- **Exercise details**:
Find every line in the entries below that contains the string "star", and copy each of those lines. Match case exactly.

⟨

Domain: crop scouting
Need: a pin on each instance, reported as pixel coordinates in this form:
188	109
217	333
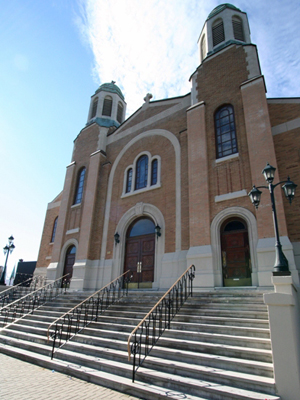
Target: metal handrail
145	335
80	316
31	301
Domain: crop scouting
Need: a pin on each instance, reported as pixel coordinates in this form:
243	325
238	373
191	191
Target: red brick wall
287	147
218	82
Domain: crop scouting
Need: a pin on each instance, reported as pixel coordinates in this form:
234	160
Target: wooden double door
69	262
139	258
236	262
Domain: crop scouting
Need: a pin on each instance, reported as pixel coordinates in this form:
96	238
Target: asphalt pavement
20	380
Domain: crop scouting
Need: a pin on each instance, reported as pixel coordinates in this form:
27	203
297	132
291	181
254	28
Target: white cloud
152	46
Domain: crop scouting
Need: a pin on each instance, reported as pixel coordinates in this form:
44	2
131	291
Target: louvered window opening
94	109
238	30
203	48
79	190
218	33
129	180
154	172
225	132
120	113
54	230
107	107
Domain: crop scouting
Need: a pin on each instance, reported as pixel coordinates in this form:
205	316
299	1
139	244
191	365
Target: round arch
175	143
63	253
216	224
139	210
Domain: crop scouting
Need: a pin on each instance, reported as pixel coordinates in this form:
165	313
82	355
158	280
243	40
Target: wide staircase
218	346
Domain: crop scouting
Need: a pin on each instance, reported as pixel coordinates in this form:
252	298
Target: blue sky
55	54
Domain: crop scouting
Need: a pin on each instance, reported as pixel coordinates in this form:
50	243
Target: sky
56	53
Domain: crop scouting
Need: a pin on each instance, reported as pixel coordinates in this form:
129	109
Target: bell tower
107	107
225	25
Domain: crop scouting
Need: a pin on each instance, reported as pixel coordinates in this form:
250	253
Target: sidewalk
20	380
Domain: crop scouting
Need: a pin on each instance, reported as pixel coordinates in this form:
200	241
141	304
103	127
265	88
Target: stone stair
218	347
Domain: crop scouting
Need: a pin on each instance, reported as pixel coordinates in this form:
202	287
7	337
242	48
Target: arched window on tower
120	112
226	142
129	180
79	187
238	30
94	108
54	230
154	166
107	106
203	48
141	172
218	32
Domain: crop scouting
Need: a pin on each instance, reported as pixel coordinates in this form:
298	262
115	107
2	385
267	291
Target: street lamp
7	250
281	266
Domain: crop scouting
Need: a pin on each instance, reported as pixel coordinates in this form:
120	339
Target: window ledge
146	189
232	195
76	205
235	155
70	231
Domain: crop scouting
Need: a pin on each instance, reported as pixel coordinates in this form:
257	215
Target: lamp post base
281	273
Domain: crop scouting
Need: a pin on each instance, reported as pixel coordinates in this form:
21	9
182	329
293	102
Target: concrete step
218	347
167	386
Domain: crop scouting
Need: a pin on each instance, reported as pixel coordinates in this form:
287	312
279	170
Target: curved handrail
31	301
182	287
81	313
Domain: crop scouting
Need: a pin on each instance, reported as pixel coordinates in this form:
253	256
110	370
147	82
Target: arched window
154	166
120	112
129	180
218	32
143	174
203	48
79	187
54	230
94	108
238	30
226	142
141	178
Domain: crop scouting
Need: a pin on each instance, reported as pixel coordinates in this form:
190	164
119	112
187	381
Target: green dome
220	8
112	88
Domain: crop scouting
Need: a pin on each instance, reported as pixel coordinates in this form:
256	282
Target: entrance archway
140	252
69	262
236	262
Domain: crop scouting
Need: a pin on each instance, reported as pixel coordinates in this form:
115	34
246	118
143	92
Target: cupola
225	25
108	107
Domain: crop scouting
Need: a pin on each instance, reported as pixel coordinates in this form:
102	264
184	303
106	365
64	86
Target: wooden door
140	249
69	262
236	259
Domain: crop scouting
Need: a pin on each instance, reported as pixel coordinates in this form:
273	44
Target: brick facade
197	193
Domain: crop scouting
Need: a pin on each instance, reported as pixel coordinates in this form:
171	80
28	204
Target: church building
168	186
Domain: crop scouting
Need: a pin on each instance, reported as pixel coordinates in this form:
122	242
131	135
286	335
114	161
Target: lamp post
281	266
7	250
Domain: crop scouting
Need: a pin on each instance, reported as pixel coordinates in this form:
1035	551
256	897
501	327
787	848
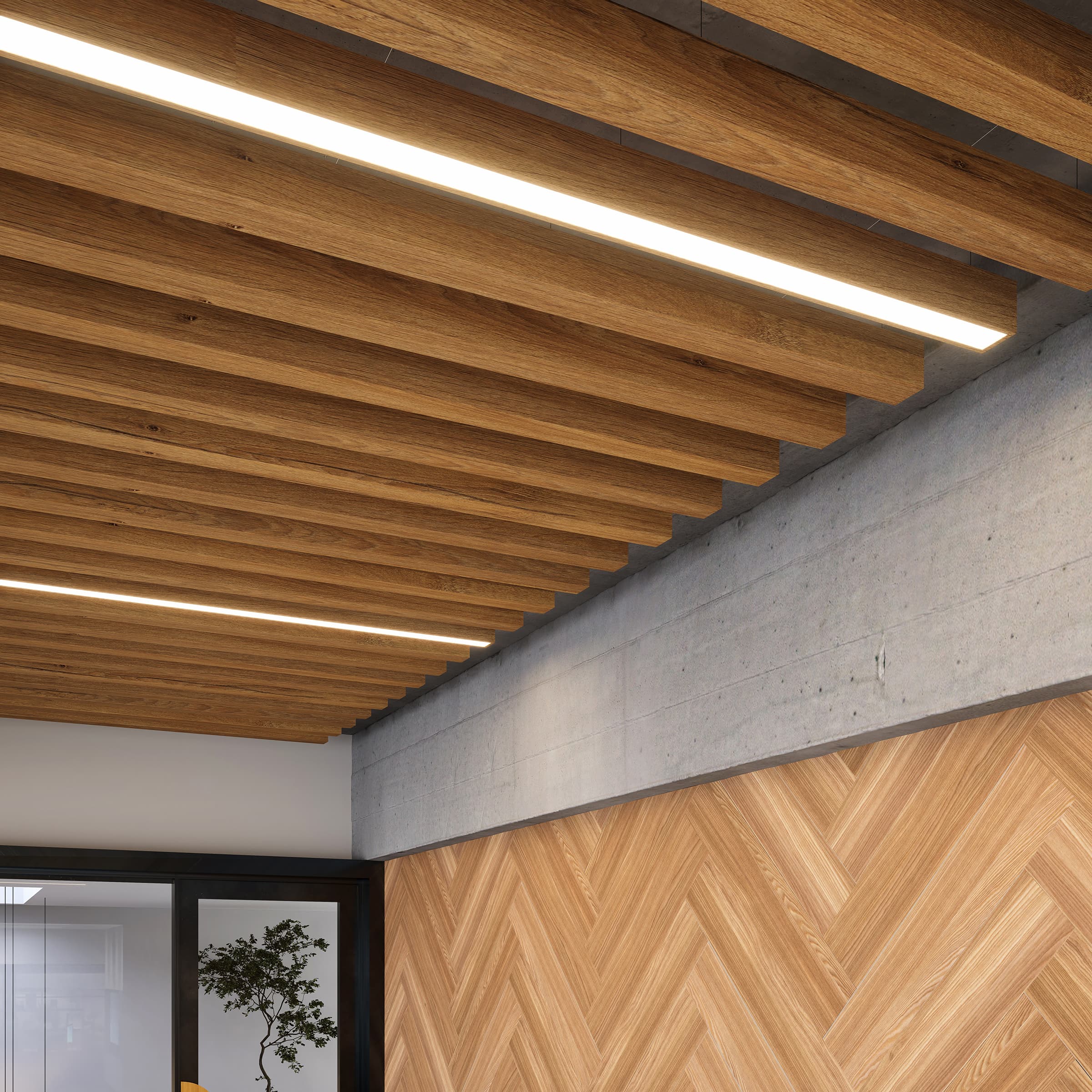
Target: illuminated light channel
190	93
113	598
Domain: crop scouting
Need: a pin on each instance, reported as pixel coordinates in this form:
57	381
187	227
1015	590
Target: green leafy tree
267	978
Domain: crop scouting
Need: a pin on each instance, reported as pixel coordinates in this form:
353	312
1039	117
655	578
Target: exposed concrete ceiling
1044	306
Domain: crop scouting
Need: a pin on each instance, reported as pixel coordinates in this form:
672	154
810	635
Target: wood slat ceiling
241	375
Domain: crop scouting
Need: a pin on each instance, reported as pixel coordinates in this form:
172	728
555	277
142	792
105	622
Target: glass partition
86	986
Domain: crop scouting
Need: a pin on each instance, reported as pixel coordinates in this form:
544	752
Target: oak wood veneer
117	680
230	48
648	78
179	440
107	663
210	721
80	465
298	536
254	587
19	688
694	940
99	313
279	653
192	627
209	594
94	236
138	153
132	542
490	470
998	59
39	647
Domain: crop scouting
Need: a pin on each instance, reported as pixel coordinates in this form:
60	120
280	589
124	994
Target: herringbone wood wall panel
915	915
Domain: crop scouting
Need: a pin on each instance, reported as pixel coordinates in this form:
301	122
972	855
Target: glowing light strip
113	598
113	69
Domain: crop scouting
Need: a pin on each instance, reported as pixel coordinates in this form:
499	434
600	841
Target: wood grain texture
202	724
190	626
249	587
425	462
106	662
99	313
40	646
131	430
279	653
267	61
209	522
89	465
646	77
115	241
685	942
103	580
997	59
151	546
97	142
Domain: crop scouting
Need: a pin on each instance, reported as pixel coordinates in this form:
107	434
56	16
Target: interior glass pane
86	1003
232	1057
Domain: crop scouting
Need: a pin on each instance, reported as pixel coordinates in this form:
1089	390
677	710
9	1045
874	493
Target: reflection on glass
253	950
86	986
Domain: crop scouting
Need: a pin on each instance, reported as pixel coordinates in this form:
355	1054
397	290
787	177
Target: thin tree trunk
261	1058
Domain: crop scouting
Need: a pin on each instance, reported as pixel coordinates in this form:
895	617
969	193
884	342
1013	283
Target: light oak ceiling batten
281	437
635	72
81	465
349	577
30	411
208	722
192	623
138	153
1002	61
110	572
184	663
400	446
212	43
198	646
298	536
88	234
77	230
100	313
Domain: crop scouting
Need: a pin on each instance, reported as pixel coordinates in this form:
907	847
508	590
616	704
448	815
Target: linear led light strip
212	100
113	598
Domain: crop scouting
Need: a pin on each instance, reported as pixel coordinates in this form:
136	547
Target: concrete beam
940	571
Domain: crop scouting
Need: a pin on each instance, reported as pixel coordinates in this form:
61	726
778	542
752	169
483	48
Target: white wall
88	787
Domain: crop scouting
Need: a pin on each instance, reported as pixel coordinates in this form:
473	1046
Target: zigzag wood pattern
911	915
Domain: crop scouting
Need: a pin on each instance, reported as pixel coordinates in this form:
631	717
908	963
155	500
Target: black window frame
356	885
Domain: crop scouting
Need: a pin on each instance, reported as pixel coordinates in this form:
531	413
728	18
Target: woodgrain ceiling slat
129	151
121	317
648	78
94	236
123	543
197	647
248	591
79	465
220	45
1005	61
298	536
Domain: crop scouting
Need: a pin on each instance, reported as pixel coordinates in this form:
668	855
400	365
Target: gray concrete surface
940	571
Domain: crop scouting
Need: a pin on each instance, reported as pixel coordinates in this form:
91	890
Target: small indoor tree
267	978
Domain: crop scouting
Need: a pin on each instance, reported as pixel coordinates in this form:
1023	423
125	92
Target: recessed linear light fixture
108	68
15	896
114	598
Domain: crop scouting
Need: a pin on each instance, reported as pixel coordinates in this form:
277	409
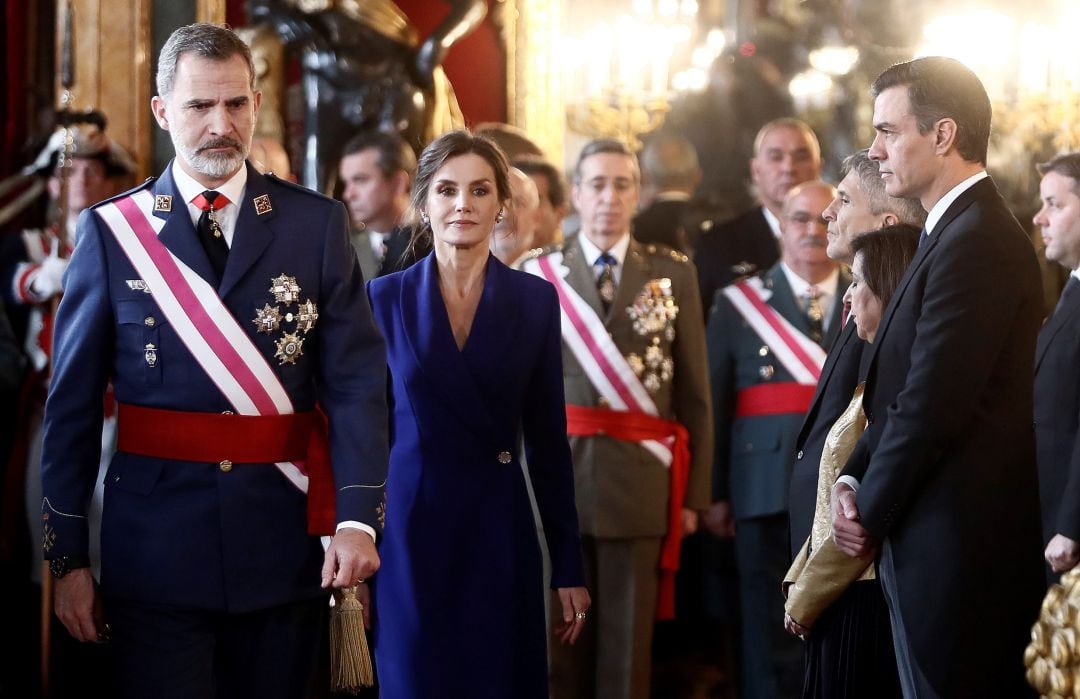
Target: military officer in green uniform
766	338
639	420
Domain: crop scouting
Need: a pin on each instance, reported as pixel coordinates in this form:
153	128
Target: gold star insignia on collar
262	204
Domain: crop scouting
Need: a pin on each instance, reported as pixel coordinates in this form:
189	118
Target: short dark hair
556	184
204	40
456	143
940	88
394	153
909	211
1067	164
598	146
887	253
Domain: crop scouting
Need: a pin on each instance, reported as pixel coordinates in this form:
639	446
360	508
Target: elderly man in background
785	153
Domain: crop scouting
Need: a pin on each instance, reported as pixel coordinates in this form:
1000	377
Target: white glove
48	281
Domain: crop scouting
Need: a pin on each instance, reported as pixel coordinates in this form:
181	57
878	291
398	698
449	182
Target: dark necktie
210	230
1069	288
815	316
605	283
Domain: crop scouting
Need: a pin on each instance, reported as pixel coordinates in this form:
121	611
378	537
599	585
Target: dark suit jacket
754	456
837	385
188	534
1056	417
947	462
621	487
741	246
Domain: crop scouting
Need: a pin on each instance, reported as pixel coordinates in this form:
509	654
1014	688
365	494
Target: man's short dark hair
909	211
598	146
1066	164
394	153
940	88
204	40
556	184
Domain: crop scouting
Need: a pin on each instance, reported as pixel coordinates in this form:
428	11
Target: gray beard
216	166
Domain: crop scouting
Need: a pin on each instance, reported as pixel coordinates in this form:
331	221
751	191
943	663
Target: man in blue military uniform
766	337
224	305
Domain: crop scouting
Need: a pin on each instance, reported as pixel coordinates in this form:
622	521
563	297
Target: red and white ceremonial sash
205	326
800	355
589	341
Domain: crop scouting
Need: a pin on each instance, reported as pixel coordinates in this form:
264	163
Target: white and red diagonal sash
800	355
206	327
589	341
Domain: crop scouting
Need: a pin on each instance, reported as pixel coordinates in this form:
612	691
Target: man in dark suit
223	305
945	472
861	204
763	379
637	306
673	217
785	153
1056	363
376	172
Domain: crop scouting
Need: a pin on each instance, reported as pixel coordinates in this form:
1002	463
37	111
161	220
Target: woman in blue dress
475	364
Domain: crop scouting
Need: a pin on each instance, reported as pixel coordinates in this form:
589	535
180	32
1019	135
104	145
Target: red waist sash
635	427
240	439
773	399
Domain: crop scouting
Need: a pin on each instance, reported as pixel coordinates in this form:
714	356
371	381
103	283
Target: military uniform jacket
192	534
755	456
621	487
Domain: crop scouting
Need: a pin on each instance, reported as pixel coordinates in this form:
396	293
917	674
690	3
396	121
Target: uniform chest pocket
140	327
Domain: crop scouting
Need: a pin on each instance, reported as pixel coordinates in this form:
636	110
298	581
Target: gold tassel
350	657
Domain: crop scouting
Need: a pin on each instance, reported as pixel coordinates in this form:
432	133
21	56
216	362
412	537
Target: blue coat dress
459	597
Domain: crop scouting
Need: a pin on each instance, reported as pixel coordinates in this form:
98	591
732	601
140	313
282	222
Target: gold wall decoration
534	66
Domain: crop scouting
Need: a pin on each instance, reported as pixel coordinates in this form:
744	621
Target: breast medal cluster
269	319
653	312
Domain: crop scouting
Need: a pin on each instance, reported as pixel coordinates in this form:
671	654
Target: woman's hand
576	603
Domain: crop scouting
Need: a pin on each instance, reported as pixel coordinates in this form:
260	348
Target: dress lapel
253	234
429	334
178	234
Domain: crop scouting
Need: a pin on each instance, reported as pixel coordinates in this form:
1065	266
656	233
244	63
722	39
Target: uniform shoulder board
146	184
659	250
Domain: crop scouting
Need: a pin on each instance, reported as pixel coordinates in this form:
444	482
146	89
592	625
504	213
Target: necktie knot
211	200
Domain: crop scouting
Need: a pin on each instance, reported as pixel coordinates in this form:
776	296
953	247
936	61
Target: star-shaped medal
267	319
285	290
306	317
289	347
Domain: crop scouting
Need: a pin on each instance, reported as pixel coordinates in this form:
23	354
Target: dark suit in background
741	246
752	469
947	462
1056	417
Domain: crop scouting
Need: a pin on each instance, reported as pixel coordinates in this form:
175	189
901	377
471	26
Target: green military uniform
621	487
755	456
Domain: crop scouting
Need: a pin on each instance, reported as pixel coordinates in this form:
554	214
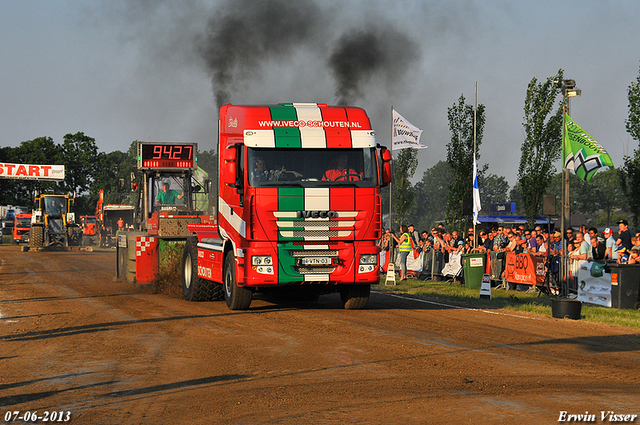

⟩

- **Answer for the task**:
Target: gold star insignia on collar
Target: star-shaped medal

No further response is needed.